━━━━━ Цитируемый текст

Самый настоящий, реальный прокол в работе пыточной системы России
Утром, 16 декабря, чартер в Хургаду из Красноярска задержали в последний момент — борт стоял на взлете — чуть не на 4 часа, до полудня: люди в штатском и полиция кого-то искали, но так и не нашли. Из скупых объяснений: некто зарегистрировался, прошел паспортный контроль и пропал в накопителе. Паранормальщины добавило имя исчезнувшего — Сергей Соловьев. Все вспомнили о скончавшемся за три дня до этого кинорежиссере. В итоге так никого и не нашли, самолет отпустили со скрипом, улетел.
Но, возможно, фамилию назвали первую, пришедшую на ум, а вспомнить следовало Сергея Савельева — благодаря ему пытки в Саратове стали достоянием гласности. И не исключено, что остановка на взлете была отголоском поиска спецслужбами информатора, вывозящего видеоархив красноярского ГУФСИН для Владимира Осечкина, руководителя комитета против коррупции и пыток Gulagu.net, вытесненного из России и находящегося сейчас во Франции, откуда он и публикует эти страшные видео, пишет Новая газета.
Основатель общественного проекта Gulagu.net Владимир Осечкин. Фото из соцсетей
«Цели разные: наказать, выбить признание… и для шантажа»
Сергей Савельев знает, как могли подделать «доказательства» в деле о гибели бизнесмена Пшеничного. Он сам вынужден был делать это в саратовской колонии
Вечером, 14 декабря, Осечкин написал в соцсетях: «Исторический день, признаться. Теперь уже можно выдохнуть. К нам летит наш еще один информатор и новые 200 Гб архива ФСИН/ФСБ с видео из Красноярска (2016–2019), Забайкалья и Приморского края». И заскринил картинку с Flightradar с рейсом, вылетевшим в Европу из Шереметьева, с самолетом, только набирающим высоту. Многие в тот момент не поняли этой отваги — мало ли самолеты возвращали и сажали принудительно, но, видимо, то была военная хитрость, отвлекающий маневр.

━━━━━━━━━━

** Короткое задание a **
Переведите на английский язык предложение из цитируемого текста: «Все вспомнили о скончавшемся за три дня до этого кинорежиссере».
Текст и список представляют собой отдельные, не связанные между собой материалы.

━━━━━ Материал к заданию

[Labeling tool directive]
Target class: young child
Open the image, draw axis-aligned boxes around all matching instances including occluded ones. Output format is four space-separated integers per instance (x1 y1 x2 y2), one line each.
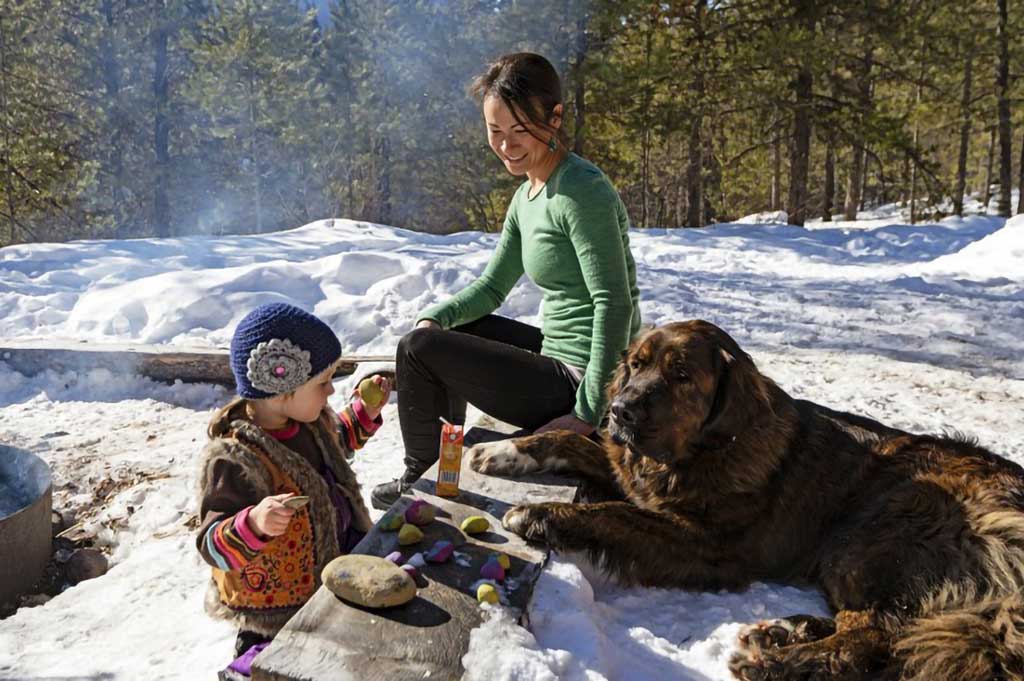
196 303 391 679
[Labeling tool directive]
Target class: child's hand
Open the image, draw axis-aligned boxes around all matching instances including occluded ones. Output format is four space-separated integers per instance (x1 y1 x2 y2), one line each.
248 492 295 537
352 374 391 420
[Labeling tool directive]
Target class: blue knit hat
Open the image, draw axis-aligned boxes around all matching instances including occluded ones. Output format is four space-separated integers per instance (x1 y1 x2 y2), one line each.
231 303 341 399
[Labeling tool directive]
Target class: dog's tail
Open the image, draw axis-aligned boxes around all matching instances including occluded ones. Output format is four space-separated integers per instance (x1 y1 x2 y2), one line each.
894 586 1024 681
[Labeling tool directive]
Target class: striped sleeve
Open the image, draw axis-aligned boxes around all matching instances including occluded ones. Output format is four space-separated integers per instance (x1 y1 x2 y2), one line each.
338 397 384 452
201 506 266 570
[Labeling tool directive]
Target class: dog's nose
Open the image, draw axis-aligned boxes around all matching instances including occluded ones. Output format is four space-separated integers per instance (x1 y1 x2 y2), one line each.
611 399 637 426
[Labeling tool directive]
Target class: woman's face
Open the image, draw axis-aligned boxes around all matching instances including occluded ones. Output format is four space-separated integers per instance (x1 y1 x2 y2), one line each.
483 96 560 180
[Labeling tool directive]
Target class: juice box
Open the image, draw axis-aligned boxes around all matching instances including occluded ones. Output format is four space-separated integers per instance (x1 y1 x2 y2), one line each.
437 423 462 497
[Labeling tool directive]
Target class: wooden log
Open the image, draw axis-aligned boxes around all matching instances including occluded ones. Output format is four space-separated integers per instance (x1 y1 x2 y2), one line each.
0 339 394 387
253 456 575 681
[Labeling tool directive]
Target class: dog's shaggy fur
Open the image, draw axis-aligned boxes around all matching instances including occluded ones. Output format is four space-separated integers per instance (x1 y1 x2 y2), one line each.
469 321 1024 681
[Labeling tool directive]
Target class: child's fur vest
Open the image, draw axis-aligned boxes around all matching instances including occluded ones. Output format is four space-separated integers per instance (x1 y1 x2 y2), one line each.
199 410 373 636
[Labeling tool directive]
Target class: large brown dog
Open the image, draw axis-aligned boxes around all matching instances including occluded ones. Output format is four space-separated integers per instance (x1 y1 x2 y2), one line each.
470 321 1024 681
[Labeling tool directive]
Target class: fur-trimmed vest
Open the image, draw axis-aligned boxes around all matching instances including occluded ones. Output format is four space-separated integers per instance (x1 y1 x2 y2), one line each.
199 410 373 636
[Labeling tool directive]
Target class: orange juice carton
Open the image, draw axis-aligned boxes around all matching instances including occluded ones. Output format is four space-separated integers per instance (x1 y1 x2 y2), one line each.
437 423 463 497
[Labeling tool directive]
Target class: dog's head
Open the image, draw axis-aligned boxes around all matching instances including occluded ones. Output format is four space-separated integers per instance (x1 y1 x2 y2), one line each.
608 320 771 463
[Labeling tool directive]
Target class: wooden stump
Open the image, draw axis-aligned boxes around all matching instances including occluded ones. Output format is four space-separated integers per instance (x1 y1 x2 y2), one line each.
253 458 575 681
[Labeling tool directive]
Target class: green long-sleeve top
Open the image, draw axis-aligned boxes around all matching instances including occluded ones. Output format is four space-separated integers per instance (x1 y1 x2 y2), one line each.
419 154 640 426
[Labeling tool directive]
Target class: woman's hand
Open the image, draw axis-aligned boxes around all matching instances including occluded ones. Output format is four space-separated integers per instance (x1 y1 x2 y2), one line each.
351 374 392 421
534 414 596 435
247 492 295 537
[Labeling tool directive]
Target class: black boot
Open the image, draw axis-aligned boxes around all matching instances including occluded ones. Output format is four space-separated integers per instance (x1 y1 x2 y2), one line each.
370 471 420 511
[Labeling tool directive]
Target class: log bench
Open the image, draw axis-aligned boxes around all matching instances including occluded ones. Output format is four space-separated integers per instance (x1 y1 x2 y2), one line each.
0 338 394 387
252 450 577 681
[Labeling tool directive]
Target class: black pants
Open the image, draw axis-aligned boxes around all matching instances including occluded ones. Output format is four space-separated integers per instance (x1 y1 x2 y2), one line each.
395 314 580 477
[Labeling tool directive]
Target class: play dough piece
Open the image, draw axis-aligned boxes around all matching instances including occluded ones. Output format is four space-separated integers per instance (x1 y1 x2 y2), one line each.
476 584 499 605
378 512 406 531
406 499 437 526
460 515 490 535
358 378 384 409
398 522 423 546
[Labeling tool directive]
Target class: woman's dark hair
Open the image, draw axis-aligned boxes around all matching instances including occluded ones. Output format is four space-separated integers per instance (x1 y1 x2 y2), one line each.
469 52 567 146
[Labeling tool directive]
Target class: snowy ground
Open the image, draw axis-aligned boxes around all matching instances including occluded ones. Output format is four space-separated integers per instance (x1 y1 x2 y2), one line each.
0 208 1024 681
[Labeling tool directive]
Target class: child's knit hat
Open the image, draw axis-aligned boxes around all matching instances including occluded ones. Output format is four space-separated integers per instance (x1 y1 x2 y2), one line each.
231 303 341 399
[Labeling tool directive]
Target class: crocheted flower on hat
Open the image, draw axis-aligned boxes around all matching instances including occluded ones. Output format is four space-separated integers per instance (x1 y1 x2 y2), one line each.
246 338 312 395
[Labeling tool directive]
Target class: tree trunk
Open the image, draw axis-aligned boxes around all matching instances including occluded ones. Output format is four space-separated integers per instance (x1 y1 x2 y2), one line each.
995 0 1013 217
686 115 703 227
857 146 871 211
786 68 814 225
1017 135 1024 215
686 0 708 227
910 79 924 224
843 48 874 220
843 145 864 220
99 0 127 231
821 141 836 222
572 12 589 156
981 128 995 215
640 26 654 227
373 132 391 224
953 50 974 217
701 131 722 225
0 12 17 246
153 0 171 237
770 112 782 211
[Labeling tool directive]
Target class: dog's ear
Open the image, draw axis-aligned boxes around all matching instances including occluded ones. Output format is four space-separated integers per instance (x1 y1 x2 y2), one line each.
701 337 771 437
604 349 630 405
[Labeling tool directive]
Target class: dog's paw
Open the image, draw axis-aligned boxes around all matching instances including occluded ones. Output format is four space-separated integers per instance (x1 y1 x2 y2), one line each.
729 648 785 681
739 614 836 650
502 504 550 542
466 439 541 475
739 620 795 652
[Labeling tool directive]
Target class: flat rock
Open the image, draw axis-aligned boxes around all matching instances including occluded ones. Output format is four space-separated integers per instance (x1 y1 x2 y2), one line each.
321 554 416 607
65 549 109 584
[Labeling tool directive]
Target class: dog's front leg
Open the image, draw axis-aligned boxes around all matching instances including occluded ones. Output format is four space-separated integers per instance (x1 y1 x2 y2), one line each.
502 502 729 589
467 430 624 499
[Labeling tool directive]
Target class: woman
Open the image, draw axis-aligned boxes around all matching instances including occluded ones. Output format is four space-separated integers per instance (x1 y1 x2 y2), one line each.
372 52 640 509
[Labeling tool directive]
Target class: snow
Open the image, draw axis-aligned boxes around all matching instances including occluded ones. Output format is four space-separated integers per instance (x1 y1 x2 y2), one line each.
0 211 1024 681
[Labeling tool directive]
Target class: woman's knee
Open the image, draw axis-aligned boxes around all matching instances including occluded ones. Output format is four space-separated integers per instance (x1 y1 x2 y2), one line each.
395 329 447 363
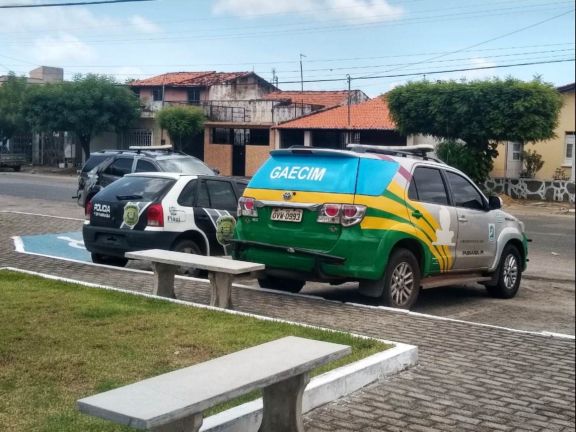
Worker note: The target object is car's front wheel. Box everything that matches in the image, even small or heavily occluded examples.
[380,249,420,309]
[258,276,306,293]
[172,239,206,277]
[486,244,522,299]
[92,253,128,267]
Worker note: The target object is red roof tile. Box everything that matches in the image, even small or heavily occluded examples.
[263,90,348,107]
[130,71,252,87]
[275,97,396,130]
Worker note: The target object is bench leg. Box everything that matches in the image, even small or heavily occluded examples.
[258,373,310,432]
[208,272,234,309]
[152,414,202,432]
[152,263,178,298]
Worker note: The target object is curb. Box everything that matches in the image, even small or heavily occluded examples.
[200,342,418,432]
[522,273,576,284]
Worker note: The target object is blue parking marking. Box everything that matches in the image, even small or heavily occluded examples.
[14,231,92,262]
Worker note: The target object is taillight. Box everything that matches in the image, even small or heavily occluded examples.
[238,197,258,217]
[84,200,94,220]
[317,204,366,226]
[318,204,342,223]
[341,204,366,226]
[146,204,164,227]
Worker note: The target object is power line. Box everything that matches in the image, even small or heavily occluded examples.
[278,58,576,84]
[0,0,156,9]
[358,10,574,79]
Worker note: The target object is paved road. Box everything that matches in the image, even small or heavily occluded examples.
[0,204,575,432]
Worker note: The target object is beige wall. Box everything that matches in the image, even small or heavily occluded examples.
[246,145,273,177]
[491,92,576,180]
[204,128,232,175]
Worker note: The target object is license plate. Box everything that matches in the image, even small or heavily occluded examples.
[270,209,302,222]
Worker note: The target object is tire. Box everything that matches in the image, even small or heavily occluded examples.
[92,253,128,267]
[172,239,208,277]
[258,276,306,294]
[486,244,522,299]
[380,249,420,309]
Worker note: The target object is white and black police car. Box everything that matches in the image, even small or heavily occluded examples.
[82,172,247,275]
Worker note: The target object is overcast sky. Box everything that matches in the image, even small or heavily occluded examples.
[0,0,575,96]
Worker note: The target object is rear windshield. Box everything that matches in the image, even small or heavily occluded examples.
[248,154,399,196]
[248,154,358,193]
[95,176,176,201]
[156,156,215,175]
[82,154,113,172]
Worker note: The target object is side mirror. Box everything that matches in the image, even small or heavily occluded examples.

━━━━━━━━━━

** Короткое задание b **
Соберите из списка все строки, в которых встречается слово «knit».

** Письменное решение a **
Everyone remembered the film director who had died three days earlier.

** Письменное решение b **
Target class: blue knit hat
Target class: child's knit hat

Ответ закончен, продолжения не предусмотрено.